> Artículo:
■ ■ ■ ■

Las memorias de Cruz, Egos revueltos, son un perfecto ejemplo socioliterario acerca de cómo se consigue capital social externo al campo literario para influir dentro del campo, y cómo ese capital social fortalece una determinada red literaria que en muchos aspectos se acabó institucionalizando (Real Academia, por ejemplo). Además, la toma de posición de Cruz se vuelve más reveladora si la contrastamos con los testimonios de otros editores españoles, también interesados en los últimos tiempos en el mercado latinoamericano, como Jorge Herralde, de Anagrama, o Manuel Borrás, de Pre-Textos. Es cierto que esas declaraciones suelen tener siempre un sesgo heroico y autoindulgente, y que pasan por alto los aspectos más peliagudos de la cuestión editorial, normalmente contractuales; pero describen de forma eficaz algunas motivaciones editoriales que han contribuido a perfilar el mapa literario latinoamericano y español de los últimos tiempos.

■ ■ ■ ■

> Datos proporcionados:
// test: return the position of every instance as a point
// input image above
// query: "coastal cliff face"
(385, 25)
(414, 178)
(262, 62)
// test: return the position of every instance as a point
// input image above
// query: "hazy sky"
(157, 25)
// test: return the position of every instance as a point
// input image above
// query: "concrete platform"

■ ■ ■ ■

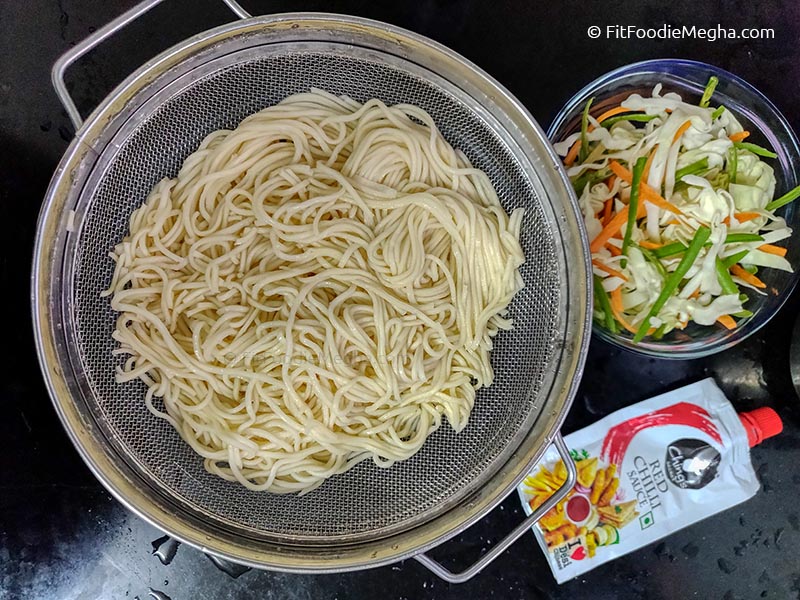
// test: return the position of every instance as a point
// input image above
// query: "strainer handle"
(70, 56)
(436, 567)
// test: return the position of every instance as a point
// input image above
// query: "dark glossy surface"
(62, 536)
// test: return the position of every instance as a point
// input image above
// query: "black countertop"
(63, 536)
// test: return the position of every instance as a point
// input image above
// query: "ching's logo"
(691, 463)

■ ■ ■ ■

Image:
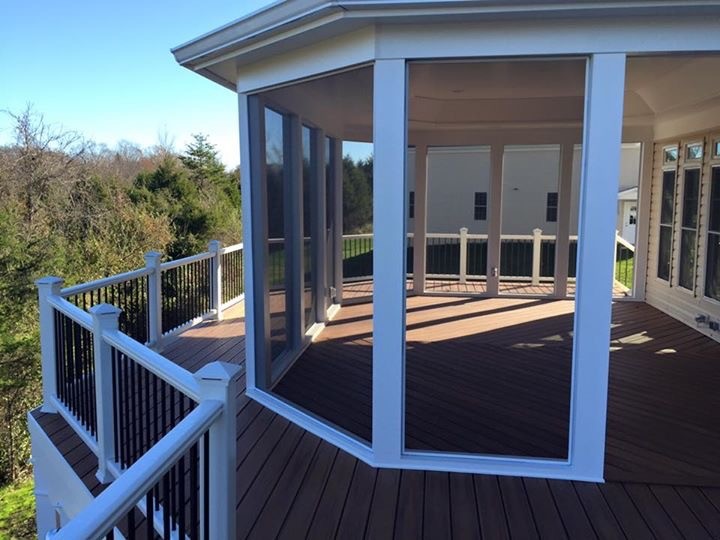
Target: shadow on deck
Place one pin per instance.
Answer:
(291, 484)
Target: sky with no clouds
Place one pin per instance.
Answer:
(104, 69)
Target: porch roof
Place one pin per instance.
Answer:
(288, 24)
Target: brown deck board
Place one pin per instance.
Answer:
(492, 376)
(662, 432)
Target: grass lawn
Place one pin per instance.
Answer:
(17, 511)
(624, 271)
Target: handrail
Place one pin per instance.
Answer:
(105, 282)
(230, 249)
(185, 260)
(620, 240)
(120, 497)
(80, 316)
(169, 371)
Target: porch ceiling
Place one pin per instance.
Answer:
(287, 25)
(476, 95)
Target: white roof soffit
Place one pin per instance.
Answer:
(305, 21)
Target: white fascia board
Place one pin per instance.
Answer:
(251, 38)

■ ■ ■ ■

Según el artículo, ¿qué otros editores españoles sirven de contraste con la postura de Cruz, y a qué editorial pertenece cada uno?

Jorge Herralde, de Anagrama, y Manuel Borrás, de Pre-Textos.